* _How to complete this task_:
Search the material below for the word "like". Copy every line where it is found.
++++++++
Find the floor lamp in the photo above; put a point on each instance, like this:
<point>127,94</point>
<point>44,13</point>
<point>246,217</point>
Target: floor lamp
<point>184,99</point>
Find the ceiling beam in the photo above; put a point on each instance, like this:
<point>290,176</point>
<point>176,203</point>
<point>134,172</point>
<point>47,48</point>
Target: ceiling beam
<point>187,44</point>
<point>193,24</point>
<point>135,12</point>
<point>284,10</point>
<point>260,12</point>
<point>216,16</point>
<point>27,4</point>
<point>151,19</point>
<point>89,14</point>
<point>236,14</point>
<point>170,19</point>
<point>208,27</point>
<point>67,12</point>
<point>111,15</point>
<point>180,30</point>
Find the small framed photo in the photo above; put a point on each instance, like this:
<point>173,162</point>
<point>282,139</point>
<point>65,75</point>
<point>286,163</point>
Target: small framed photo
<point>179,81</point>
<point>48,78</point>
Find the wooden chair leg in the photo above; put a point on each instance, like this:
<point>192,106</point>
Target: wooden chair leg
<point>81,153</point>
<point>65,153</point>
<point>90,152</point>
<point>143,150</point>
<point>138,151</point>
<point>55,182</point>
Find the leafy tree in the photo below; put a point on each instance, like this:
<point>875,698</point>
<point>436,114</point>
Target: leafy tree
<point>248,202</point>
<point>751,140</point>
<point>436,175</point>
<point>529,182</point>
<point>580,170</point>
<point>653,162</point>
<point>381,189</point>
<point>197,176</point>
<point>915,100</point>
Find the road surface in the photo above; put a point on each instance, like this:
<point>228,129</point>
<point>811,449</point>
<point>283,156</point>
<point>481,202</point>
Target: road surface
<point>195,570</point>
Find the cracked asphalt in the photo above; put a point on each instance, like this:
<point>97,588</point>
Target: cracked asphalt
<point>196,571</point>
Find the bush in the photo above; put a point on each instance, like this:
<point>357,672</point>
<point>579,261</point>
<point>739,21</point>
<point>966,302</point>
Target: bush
++++++++
* _Task response_:
Find the floor lamp in the photo above; put a point on each instance, like this:
Find the ceiling beam in the photo above; put a point on each instance, like this:
Find the small framed photo in the photo above; put a point on each instance, like this:
Find the wooden chair leg in the photo above; put a point on each instance, like this:
Find the leafy tree in the photo below; put a point on each instance, like this:
Find the road surface in the photo above; put a point on each instance, like this:
Find the cracked asphalt in the photo above; put a point on each instance, like this:
Find the bush in the photo above; put a point on each instance, like this:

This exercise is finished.